*EXTRAIT DU DOCUMENT*.
———

Le problème c'est que la France hésita un certain temps entre les princesses Marie-Thérèse et Marie-Anne . Elles étaient quasi-naines et Louis XV penchait pour Marie-Anne. Marie-Joséphine ne l'entendait pas de cette oreille. Voici ce qu'elle écrit à ce sujet : "Je serai tout aussi fachée que si on préférait la cadette à l'ainée car j'aime bien pauvre Thérèse comme vous savez." Elle eut gain de cause, ce fut finalement Marie-Thérèse qui fut choisie pour épouser le comte d'Artois.

Accueillie à la Croix-Saint-Herem le 14 novembre 1773, Louis XV trace d'elle un portrait avantageux à son petit-fils l'Infant de Parme : "Elle est trés bien, un peu petite, une belle peau ainsi que la gorge, le nez fort long et ressemblant fort à son père le roi de Sardaigne".

Le comte de Mercy-Argenteau est moins aimable : " Elle est fort petite, médiocrement prise dans sa taille ; elle a le teint assez blanc, le visage maigre, le nez fort allongé et desagréablement terminé, les yeux mal tournés, la bouche grande, ce qui forme en tout une physionomie irréguliere, sans agréments et des plus communes. Mais ce qui est bien plus facheux encore pour cette princesse, c'est la disgrace de son maintien, sa timidité et son air embarrassé ; elle ne sait prononcer une parole. Elle danse trés mal et n'a rien qui n'annonce en elle, ou le défaut de dispositions naturelles, ou une éducation excessivement négligée. Tout le public en a jugé ainsi et son premier coup d'oeil a été trés défavorable pour Mme la comtesse d'Artois".

Décidèment le jugement de l'ambassadeur d'Autriche est encore pire que celui donnécomtesse de Provence deux ans plus tot ! Mercy-Argenteau ne se gène pas pour dénigrer outre mesure les princesses de Savoie. En fait, il ne cherche qu'à consolider la position de Marie-Antoinette qui ne fait pas l'unanimité à Versailles.
A l'instar de Provence, le comte d'Artois souhaite avoir la haute main sur les faits et gestes de sa femme. Il est résolument anti-barryste et interdit à Marie-Thérèse d'adresser la parole à la favorite royale. Aussi si Marie-Joséphine se déclare ravie lors des retrouvailles avec sa jeune soeur, elle va vite déchanter. Elle se pose en conseillere avisée de la comtesse d'Artois afin de lui faciliter la tache dans les méandres de la cour. Mais Marie-Thérèse se dérobe aux sollicitations de la comtesse de Provence. Ce n'est pas une attitude pour la réjouir et elle marque de l'humeur. Cet épisode est l'une des premieres manifestations tangibles du caractère de Marie-Joséphine qui commence à s'affirmer. Son tempérament la dispose à l'autorité. Cette inclination ne fera qu'augmenter avec les années.

———

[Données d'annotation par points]
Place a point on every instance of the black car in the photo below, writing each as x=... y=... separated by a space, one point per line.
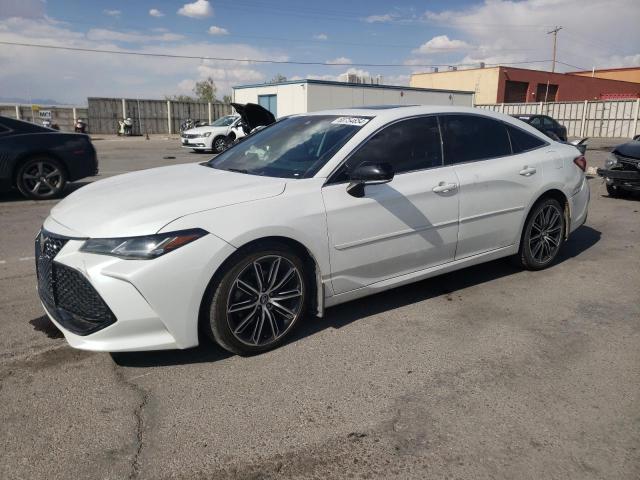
x=547 y=125
x=39 y=161
x=622 y=169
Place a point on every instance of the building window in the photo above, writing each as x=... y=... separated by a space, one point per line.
x=270 y=102
x=515 y=92
x=542 y=95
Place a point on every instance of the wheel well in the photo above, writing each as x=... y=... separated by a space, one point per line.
x=25 y=158
x=311 y=271
x=562 y=200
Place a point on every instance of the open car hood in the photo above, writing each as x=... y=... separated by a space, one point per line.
x=254 y=115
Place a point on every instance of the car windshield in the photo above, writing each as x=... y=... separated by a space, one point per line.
x=295 y=147
x=224 y=121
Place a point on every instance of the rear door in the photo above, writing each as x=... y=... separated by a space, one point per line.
x=496 y=185
x=399 y=227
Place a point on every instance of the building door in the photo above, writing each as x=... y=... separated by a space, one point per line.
x=270 y=102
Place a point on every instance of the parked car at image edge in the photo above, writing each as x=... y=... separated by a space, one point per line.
x=622 y=169
x=547 y=125
x=39 y=161
x=310 y=212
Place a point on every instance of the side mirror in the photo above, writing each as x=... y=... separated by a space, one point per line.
x=368 y=174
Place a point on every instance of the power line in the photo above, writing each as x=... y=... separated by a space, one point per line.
x=251 y=60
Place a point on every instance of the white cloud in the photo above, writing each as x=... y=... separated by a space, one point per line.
x=213 y=30
x=22 y=8
x=197 y=9
x=101 y=34
x=386 y=18
x=143 y=77
x=340 y=61
x=507 y=31
x=441 y=43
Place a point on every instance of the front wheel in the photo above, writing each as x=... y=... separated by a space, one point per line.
x=543 y=235
x=41 y=178
x=258 y=301
x=219 y=144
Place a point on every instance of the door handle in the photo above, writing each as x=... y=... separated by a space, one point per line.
x=445 y=187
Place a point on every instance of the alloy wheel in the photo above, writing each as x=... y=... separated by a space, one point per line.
x=42 y=178
x=219 y=144
x=265 y=300
x=546 y=234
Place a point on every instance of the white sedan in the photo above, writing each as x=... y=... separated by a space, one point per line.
x=214 y=137
x=310 y=212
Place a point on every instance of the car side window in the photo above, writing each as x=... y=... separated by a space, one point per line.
x=407 y=145
x=522 y=141
x=473 y=137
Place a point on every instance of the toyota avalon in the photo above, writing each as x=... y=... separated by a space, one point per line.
x=312 y=211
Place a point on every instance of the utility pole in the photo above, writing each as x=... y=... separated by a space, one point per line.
x=555 y=42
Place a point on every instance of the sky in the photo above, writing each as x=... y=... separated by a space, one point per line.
x=404 y=36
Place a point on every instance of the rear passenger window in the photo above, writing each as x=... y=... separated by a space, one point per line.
x=412 y=144
x=471 y=137
x=522 y=141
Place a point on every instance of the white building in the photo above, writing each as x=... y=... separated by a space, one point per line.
x=300 y=96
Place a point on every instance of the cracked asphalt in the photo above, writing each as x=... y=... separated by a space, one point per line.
x=488 y=372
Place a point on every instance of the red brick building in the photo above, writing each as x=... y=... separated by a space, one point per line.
x=509 y=85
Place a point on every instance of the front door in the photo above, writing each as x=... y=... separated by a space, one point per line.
x=399 y=227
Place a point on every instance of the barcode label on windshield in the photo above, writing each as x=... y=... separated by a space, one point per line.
x=355 y=121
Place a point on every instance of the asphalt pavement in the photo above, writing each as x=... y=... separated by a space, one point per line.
x=488 y=372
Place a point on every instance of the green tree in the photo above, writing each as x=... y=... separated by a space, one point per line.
x=277 y=78
x=206 y=90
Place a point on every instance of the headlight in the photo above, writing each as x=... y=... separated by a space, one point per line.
x=611 y=161
x=142 y=248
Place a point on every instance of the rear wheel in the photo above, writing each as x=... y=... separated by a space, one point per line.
x=543 y=235
x=258 y=302
x=41 y=178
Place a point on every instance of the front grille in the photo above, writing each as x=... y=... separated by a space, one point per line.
x=66 y=293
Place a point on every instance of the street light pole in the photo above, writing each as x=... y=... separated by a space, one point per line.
x=555 y=42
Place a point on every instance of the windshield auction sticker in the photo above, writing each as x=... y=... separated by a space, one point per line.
x=355 y=121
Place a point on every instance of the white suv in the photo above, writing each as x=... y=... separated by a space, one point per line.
x=312 y=211
x=214 y=137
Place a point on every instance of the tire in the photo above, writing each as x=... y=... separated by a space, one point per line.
x=41 y=178
x=543 y=235
x=219 y=144
x=248 y=314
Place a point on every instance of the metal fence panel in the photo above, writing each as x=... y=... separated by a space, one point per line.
x=598 y=118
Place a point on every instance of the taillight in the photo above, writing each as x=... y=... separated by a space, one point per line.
x=581 y=162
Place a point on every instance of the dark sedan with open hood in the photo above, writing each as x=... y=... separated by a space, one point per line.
x=622 y=169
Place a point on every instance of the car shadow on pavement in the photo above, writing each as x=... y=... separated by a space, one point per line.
x=337 y=317
x=15 y=196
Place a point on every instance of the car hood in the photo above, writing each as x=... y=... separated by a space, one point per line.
x=254 y=115
x=141 y=203
x=630 y=149
x=203 y=129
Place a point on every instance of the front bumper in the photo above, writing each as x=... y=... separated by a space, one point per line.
x=155 y=303
x=196 y=143
x=627 y=179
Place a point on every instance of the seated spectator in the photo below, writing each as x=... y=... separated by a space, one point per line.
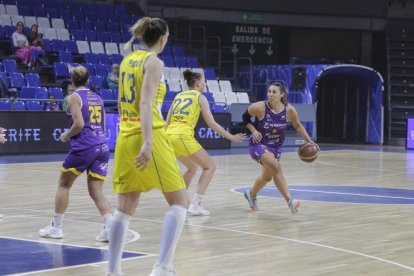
x=52 y=105
x=26 y=52
x=113 y=77
x=69 y=89
x=35 y=38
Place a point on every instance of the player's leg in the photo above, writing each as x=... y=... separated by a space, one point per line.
x=202 y=159
x=261 y=181
x=191 y=169
x=171 y=230
x=54 y=229
x=269 y=161
x=127 y=203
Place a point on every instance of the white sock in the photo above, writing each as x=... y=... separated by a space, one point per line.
x=197 y=199
x=171 y=230
x=57 y=219
x=117 y=235
x=107 y=220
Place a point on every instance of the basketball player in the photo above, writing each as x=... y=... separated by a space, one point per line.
x=265 y=146
x=2 y=135
x=181 y=120
x=144 y=158
x=88 y=151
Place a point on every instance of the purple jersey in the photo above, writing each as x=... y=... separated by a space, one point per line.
x=272 y=127
x=93 y=113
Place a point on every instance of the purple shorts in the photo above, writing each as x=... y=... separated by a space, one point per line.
x=94 y=160
x=257 y=150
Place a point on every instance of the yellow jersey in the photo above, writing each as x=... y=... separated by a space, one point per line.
x=131 y=77
x=185 y=112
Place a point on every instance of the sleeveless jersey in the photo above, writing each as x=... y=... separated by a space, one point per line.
x=131 y=78
x=185 y=113
x=93 y=113
x=272 y=127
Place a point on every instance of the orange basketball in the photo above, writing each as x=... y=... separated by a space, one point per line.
x=308 y=152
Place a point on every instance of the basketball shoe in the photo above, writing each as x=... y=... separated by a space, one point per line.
x=51 y=231
x=104 y=235
x=198 y=210
x=252 y=200
x=162 y=271
x=294 y=205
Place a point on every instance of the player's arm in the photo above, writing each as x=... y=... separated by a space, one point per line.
x=153 y=69
x=74 y=106
x=209 y=119
x=292 y=115
x=254 y=110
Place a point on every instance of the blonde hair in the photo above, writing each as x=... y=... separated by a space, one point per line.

———

*CONSIGNES*.
**a.** Relevez dans le texte sur la comtesse d'Artois tous les traits du visage que le comte de Mercy-Argenteau lui attribue.
**b.** Prolongez le texte sur la comtesse d'Artois à partir de sa dernière phrase.

*RÉPONSES PAR CONSIGNE*.
**a.**
- le teint assez blanc
- le visage maigre
- le nez fort allongé et désagréablement terminé
- les yeux mal tournés
- la bouche grande

**b.**
De son coté, la patrie des princesses de Savoie, le roi de Piemont-Sardaigne en tete, commence à s'impatienter du traitement dont sont victimes Marie-Joséphine et Marie-Thérèse.
Si Louis XV est trés aimable avec elle, il refuse de trancher le conflit larvé qui oppose sourdement la dauphine et ses belles-soeurs. Les trois jeunes femmes sont elles-memes les dupes de cette cabale qui les dépassent. Toutefois, elles sont sollicitées en permanence par le ambassadeurs qui défendent leurs interets en France. Mercy-Argenteau pour Marie-Antoinette et le comte de Viry pour les comtesses de Provence et d'Artois.

Ces princesses ne font que se conformer aux instructions des diplomates patentés qui leurs sont attachés. Mais ces politiques chevronnés oublient une chose : elles sont extremement jeunes -elles n'ont pas 20 ans- et n'ont qu'une idée trés réduite des arcanes de la politique. Si pour bien faire elles sont aimables avec un parti, elles en mécontentent un autre par contre-coup...Rude mission.

Le règne de Louis XV touche à sa fin. Sa liaison avec une femme de petite condition -mais dont la beauté, la culture, l'éducation et les manières ne déparent pas à Versailles- fait scandale. Vénéré pendant sa jeunesse sous le surnom de "Bien-Aimé" il est maintenant le "Bien-Hai".
Beaucoup espèrent de l'avénement de Louis XVI et de Marie-Antoinette, pourtant peu au fait des responsabilités écrasantes et des difficultés croissantes de la monarchie.
La mort prématurée du roi le 10 mai 1774 va procurer à la comtesse de Provence un rang éminent au sein de la dynastie. Un vent de jeunesse et d'optimisme souffle sur Versailles. Marie-Joséphine parviendra-t-elle à faire honneur à son rang de deuxième dame du royaume ?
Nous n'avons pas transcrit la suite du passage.